What you should do » Select each line in the items below that contains the string "board", and copy those lines unchanged. Matching is case-sensitive.

+++

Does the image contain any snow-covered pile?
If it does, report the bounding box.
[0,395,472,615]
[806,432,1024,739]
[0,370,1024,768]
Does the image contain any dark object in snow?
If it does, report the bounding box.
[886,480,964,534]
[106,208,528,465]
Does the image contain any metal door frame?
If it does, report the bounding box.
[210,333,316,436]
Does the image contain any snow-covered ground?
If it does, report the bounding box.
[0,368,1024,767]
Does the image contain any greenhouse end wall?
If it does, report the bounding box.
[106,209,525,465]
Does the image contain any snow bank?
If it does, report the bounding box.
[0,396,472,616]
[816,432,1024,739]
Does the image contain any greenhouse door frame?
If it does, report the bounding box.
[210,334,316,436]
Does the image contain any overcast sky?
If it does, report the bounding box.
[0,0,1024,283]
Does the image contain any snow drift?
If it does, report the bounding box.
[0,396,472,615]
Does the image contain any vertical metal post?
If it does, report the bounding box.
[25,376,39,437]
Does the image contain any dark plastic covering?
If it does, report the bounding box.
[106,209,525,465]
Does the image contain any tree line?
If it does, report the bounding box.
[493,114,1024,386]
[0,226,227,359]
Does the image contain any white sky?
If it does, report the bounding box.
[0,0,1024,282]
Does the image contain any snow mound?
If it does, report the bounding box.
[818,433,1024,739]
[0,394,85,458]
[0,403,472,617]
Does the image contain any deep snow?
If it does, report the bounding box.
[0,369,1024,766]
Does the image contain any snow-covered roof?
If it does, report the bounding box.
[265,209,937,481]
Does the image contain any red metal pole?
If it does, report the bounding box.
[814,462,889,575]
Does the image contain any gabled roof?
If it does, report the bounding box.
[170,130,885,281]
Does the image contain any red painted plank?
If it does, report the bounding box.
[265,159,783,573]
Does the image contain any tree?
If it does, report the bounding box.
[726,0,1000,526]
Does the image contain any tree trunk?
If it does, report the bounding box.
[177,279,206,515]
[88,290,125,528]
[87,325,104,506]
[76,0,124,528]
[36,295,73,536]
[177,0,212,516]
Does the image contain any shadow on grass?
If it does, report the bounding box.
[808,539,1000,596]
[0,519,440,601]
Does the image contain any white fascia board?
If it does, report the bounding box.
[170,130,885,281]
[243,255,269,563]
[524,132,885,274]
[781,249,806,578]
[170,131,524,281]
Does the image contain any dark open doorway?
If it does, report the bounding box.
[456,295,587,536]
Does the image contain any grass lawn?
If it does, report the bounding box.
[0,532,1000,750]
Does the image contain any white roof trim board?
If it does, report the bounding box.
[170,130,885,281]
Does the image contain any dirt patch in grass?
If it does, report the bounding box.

+++

Solution below »
Does the image contain any white fascia board?
Does the image contain any white roof trim board?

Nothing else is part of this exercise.